# withers swash



## fish4kings2 (Jan 25, 2007)

if anyone is looking to fish flounder,,,,check out the swash by family kingdom at 3rd ave s.went early sunday morning and fished the incomming tide.tons of bait in the water(mulett and blue crabs) caught 6 flounder ranging from 1.5 to 3 lbs,caught atleast a bushell of crab while fishing.


----------



## Too Busy (Sep 7, 2007)

SHHHHHH
now everyone knows


----------



## Big Worm (Mar 29, 2005)

for real.......


----------



## outfishin28 (Jul 15, 2005)

http://www.pierandsurf.com/forum/showthread.php?t=48971&highlight=spot+burning


----------



## tackdriver (May 3, 2008)

Besides the spot burning issue:


I would like to point out something that most people who don't live in the Myrtle Beach area would know.

The Withers swash is INFESTED with bacteria, sewage, chemicals and trash. If you've ever read the paper after storms they advise people not to swim on the beach within 150' either direction of the swash. Not only that: The businesses around 3rd ave S and the adjacent streets may inadvertently contribute to all the chemicals and junk in the swash. 

Also there is a very large homeless population that lives along the swash and around withers park. They huff paint and Toulene/laquer/paint thinner and the cans go into the water. Not to mention hypodermic needles...

Just a head-up. Be careful out there. This isn't Grandad's countryside anymore..


----------



## Too Busy (Sep 7, 2007)

tackdriver said:


> Besides the spot burning issue:
> 
> 
> I would like to point out something that most people who don't live in the Myrtle Beach area would know.
> ...


Man that's just nasty.
alright, forward the top half of this thread to every Johnny Ohio you know:--|


----------



## tackdriver (May 3, 2008)

Too Busy, that's not a bad idea LOL


----------



## SmoothLures (Feb 13, 2008)

So are fish from there safe to eat or not? I had a guy tell me about that spot at a pier and have a bag of fillets in the freezer from there...


----------



## Danman (Dec 13, 2007)

the sun news just had an article yesterday about the bacteria and feces that run rampant in withers swash....I wouldn't fish or east the fish that comes close to there!


----------



## bluefish1928 (Jun 9, 2007)

proabably still a good place to get bait though( at least in the mid of MB area)


----------



## SmoothLures (Feb 13, 2008)

○ ○ ○ ○

■ What the task requires ■
Write the next part of the Withers Swash fishing thread, starting right after the last line shown.

○ ○ ○ ○

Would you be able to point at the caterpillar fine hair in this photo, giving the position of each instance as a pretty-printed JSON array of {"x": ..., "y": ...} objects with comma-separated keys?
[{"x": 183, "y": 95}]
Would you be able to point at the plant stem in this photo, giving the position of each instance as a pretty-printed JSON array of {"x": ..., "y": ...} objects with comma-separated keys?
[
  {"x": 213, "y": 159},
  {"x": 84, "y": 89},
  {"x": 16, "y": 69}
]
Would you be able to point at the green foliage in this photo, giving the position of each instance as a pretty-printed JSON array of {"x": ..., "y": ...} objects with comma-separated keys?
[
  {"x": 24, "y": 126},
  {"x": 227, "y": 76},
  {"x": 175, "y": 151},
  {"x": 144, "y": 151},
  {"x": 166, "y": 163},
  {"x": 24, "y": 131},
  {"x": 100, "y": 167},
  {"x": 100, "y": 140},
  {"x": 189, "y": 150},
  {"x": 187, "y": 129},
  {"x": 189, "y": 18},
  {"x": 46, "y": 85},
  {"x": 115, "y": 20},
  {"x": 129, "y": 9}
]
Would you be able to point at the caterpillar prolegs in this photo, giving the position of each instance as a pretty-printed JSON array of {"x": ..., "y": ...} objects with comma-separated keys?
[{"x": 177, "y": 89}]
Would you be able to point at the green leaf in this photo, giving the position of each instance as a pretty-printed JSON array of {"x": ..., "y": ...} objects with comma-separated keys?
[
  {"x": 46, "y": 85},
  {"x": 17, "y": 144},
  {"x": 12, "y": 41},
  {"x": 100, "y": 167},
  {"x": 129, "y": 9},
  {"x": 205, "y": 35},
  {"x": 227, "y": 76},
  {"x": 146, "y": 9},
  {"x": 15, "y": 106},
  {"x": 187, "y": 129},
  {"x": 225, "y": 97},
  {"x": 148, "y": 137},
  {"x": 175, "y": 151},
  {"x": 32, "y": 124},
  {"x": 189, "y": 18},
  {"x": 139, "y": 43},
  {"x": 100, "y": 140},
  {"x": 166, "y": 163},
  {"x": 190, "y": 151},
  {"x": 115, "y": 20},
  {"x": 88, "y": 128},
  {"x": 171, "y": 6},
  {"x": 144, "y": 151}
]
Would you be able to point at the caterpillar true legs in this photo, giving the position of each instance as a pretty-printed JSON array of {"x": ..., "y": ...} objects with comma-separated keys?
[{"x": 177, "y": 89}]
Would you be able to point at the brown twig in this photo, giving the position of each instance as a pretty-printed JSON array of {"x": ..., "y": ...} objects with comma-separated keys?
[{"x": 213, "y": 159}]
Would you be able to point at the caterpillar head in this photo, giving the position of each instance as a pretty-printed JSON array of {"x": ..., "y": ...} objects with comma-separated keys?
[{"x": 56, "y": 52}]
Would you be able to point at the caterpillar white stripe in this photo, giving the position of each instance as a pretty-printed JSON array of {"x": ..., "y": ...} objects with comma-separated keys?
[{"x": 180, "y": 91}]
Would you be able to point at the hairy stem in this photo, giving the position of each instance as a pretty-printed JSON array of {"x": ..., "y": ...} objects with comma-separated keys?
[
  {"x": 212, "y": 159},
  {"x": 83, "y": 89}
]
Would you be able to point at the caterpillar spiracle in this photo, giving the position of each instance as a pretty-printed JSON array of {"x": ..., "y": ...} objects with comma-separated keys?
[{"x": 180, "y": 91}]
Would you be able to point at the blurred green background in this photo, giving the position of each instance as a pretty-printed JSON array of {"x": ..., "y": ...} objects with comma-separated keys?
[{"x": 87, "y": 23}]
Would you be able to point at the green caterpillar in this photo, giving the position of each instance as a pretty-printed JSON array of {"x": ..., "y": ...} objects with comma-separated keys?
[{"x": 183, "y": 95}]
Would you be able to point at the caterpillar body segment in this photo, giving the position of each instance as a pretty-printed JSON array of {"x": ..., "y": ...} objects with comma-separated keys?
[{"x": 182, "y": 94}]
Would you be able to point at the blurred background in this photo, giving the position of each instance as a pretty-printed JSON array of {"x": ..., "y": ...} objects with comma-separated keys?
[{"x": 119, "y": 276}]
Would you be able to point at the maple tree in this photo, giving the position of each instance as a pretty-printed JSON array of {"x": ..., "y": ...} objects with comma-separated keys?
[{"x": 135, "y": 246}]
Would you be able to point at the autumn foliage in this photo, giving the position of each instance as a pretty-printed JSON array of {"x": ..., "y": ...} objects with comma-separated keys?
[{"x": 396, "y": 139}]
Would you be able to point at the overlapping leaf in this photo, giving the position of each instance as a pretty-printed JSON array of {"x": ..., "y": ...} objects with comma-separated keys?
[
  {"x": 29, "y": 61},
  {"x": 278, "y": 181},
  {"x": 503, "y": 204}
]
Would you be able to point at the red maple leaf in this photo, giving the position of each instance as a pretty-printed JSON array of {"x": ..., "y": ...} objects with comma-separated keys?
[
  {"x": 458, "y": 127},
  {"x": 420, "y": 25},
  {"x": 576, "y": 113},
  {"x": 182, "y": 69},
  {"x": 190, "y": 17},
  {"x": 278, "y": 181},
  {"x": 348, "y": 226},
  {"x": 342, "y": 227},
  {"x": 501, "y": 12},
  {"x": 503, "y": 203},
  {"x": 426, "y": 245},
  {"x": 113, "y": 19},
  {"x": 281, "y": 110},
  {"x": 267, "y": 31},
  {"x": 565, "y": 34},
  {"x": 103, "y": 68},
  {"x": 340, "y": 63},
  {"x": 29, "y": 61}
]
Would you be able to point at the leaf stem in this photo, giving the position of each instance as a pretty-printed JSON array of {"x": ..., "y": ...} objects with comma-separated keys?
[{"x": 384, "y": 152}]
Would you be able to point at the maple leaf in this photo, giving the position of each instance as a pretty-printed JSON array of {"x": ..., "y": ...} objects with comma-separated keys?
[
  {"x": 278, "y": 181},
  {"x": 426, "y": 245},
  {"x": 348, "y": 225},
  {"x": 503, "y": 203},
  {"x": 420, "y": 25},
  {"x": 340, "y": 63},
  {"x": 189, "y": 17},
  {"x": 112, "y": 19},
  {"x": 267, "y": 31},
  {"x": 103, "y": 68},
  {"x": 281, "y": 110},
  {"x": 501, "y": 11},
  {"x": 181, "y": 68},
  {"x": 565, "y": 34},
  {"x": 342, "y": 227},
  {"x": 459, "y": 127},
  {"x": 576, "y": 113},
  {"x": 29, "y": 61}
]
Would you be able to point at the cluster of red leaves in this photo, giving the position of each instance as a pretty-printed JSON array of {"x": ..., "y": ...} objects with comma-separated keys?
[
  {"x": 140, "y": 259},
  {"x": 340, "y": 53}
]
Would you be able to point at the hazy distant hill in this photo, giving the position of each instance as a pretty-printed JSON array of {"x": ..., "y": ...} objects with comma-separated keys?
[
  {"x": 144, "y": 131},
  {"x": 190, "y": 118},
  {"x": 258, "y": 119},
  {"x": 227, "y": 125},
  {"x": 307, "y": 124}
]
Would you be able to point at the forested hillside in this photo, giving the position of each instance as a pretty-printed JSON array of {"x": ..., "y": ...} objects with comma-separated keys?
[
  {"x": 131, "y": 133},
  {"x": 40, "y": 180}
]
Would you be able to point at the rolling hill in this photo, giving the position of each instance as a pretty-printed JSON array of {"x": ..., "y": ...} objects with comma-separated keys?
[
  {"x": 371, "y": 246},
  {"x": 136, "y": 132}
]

○ ○ ○ ○

■ Result of this exercise ■
Well darn. I hate to waste fillets... But I guess it's better to throw them away than to get sick...


----------



## Southern Man (Oct 28, 2007)

If they were caught in the swash I would throw them out. If they were caught beyond the bridge at the holiday inn (Ocean side) I would eat them. Unless they were caught after a heavy rain.


----------



## LiteTackleChamp (Jul 29, 2005)

i wouldnt eat anything out of there, fun to catch them there not eat though


----------



## theprynce (Jun 30, 2008)

I've done some crabbing from the Swash Park on 3rd Ave. S (its not safe so I wouldn't recommend it.) and got some decent crabs. I didn't get enough to keep or eat, but overall, as I understand it, most swashes are high in bacteria levels most of the time and swimming is discouraged. But most of them will have a sign posted that says wading, fishing, and shell collecting are all fine. I'm not sure I'd eat 'em though either way.

Although I must say, people eat farm-raised talapia and they feed on human waste in some treatment plant-thingies.

-=The Prynce


----------



## gsxraddict (Jun 2, 2008)

yeah, i wouldn't eat anything out of that area. If you throw the castnet there, learn to throw with it over your shoulder instead of in your mouth.:--|


----------



## kooler (Nov 2, 2006)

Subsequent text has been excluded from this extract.